Excerpts from a dataset:
....

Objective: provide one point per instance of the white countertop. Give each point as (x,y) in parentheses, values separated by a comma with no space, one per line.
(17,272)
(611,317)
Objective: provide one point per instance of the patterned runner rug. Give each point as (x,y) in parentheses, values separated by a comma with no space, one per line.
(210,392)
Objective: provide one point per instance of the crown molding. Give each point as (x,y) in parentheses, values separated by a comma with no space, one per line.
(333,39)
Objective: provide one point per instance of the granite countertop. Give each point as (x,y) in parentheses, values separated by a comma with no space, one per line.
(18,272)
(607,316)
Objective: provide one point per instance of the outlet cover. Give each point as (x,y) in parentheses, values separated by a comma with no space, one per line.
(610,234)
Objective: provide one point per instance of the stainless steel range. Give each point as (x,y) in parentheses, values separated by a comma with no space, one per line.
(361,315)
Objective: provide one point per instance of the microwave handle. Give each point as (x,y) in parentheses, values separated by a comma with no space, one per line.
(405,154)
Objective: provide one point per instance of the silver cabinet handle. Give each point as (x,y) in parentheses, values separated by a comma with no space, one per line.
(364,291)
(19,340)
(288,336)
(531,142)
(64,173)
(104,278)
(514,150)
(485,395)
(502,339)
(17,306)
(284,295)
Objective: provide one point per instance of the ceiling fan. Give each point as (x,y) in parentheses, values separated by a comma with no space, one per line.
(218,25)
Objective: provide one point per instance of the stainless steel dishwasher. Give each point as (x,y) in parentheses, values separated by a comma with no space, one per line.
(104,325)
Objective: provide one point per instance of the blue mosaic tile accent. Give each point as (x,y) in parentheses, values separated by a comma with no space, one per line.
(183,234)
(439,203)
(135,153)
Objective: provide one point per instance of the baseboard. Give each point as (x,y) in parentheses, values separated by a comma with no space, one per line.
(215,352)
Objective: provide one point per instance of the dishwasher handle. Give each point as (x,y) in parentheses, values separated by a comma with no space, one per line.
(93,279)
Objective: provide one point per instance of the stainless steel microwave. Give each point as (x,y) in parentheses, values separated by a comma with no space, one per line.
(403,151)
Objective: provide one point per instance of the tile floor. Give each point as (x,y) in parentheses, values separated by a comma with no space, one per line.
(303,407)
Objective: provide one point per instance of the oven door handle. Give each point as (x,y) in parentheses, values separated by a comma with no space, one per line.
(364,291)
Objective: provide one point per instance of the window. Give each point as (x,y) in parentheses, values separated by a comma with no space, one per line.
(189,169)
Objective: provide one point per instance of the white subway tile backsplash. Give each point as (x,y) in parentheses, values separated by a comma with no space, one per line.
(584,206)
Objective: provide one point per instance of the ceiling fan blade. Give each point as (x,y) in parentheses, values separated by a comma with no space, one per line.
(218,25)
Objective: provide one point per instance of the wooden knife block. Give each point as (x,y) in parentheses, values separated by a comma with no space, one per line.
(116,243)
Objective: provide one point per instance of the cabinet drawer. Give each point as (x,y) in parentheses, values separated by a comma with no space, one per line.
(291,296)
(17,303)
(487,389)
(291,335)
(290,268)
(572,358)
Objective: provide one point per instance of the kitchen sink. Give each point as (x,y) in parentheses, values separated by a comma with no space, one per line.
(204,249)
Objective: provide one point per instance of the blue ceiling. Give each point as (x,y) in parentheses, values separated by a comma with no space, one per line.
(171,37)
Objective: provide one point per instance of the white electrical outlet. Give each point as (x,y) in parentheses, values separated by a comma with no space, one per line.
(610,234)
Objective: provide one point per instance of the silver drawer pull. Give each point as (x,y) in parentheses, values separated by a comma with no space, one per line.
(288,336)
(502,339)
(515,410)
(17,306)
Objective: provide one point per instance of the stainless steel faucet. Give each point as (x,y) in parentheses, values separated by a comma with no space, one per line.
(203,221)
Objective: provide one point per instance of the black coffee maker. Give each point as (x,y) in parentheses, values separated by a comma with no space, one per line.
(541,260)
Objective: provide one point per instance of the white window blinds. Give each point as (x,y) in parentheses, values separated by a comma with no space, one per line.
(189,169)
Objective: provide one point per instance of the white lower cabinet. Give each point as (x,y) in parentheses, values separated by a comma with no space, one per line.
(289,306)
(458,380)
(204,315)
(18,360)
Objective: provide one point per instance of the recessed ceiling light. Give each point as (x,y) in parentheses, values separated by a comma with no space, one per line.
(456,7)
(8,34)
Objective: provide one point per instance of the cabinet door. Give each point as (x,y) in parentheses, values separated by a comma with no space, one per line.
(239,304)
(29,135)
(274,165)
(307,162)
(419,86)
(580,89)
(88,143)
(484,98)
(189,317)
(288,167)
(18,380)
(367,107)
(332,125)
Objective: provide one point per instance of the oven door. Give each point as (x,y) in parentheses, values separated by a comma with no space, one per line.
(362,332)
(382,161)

....

GOAL OF THE EXERCISE.
Every entry must be quoted exactly as it appears above.

TASK OUTPUT.
Objective: provide one point per instance of the white countertop. Give each point as (x,y) in parentheses, values separated by a comma with no space, one per line.
(17,272)
(611,317)
Objective: provide one point per instance of the patterned runner rug. Give each point as (x,y) in parentheses, values separated by a comma with no space, one per line.
(210,392)
Objective: provide one point per instance of the crown molding. Give each point as (x,y) in parentheses, values separated by a comma with no space, one per line.
(333,39)
Objective: provide one point per instance of the granite countertop. Give each point as (x,y) in parentheses, values separated by a comma with no space, one per line.
(18,272)
(607,316)
Objective: provide one point per instance of the outlet cover. Give each point as (x,y) in parentheses, values separated by a comma with no space, one per line.
(610,234)
Objective: provide one point per instance of the stainless steel range. Give each point as (x,y) in parentheses, values separated by a comma with no space, one per line.
(361,315)
Objective: provide one point per instance of the microwave handle. Give each point as (x,y) in parentheses, values separated by a comma with no space, one per line.
(405,154)
Objective: provide one point per instance of the silver cabinet handle. Give each point as (x,y) in parentheses, values separated by a comma with no space, one per line.
(364,291)
(19,340)
(288,336)
(531,142)
(64,173)
(104,278)
(514,150)
(485,395)
(502,339)
(17,306)
(284,295)
Objective: provide one point per instance of the ceiling fan. Give each point as (x,y) in parentheses, values separated by a comma with no space, one per line.
(218,25)
Objective: provide one point per instance of the stainless steel dishwasher. Give each point as (x,y) in parentheses, values separated by a comma with no space, one per line.
(104,325)
Objective: provide one point per instance of the blue mosaic tile accent. Give each point as (x,y) in parentheses, values separated by a comma with no space, one per line.
(183,234)
(439,203)
(135,153)
Objective: provide one point per instance of the baseboard. Give each point as (x,y) in parentheses, values separated by a comma with no space, one per line.
(215,352)
Objective: provide one point per instance of the dishwasher handle. Give each point as (x,y) in parentheses, values separated by a comma with no space, one per line.
(93,279)
Objective: provide one point per instance of the stainless steel microwave. Give each point as (x,y) in parentheses, values separated by a comma with no space, one per line.
(403,151)
Objective: provide one point per instance of the tile floor. Give each point as (x,y) in parentheses, values separated by a comma with no space, one per line.
(303,407)
Objective: provide one point per instance of the oven door handle. Give each point as (x,y) in parentheses, values separated by a comma with no space, one per line.
(364,291)
Objective: provide one point per instance of the window. Give each point as (x,y) in parentheses, values separated by a comma with no space, one per line.
(189,169)
Objective: provide one point per instance of the white subway tile backsplash. Give each point as (x,y) in parentheses, values separated by a comma with no space, one per line.
(584,206)
Objective: provide one point per instance of the ceiling fan blade. Give each point as (x,y) in parentheses, values separated by a comma with no space, one per line.
(218,25)
Objective: provide one point per instance of the wooden knife block. Give each point as (x,y) in parentheses, values separated by a comma with no space, one per line.
(116,243)
Objective: provide one point per instance of the cabinet drawer. Give each point as (x,y) in parentheses, values separated by a comma with no space, one per line.
(291,296)
(17,303)
(487,389)
(291,335)
(290,268)
(572,358)
Objective: provide one point per instance of the kitchen sink. Give each point as (x,y) in parentheses, values separated by a comma with no space, one per line.
(204,249)
Objective: provide one point per instance of the blue ceiling. Give each point as (x,y) in parentheses, values separated by a comma with no space, one per line.
(171,37)
Objective: provide one point per instance of the white electrical outlet. Give each point as (x,y) in parentheses, values separated by a comma with no space, one per line.
(610,234)
Objective: provide one point per instance of the silver drawer pull. Give each point as (x,y) in parentheses, values separated by a comma with no space, one per line.
(288,336)
(502,339)
(515,410)
(17,306)
Objective: provide one point per instance of the stainless steel faucet. Give each point as (x,y) in parentheses, values separated by a comma with no space, one per line.
(203,221)
Objective: provide one point per instance of the black coffee maker. Give each point as (x,y) in parentheses, values separated by a comma with no space, one per line.
(541,260)
Objective: provide one point per instance of the white window blinds. Give each point as (x,y) in parentheses, values separated by a comma with no space, one per line.
(189,169)
Objective: provide one point per instance of the white lower cabinet. Give each point as (x,y) in parentheses, values separated by a comma with no space, one per line.
(289,306)
(458,380)
(204,315)
(18,360)
Objective: provide one point per instance of the recessed ceiling light. Give each point as (x,y) in parentheses, values separated by a comma with no space, one per line.
(456,7)
(8,34)
Objective: provide one point per instance of the cabinet door. Give each point as (x,y) in parentheses, values separated by a comma with no space, one per line.
(239,304)
(29,135)
(274,165)
(307,162)
(419,86)
(580,89)
(88,143)
(484,98)
(189,317)
(288,167)
(18,380)
(367,107)
(332,125)
Objective: provide one point per instance of the oven door. Give each point as (x,y) in parentheses, values separated by a comma with no space, one per line.
(362,332)
(382,161)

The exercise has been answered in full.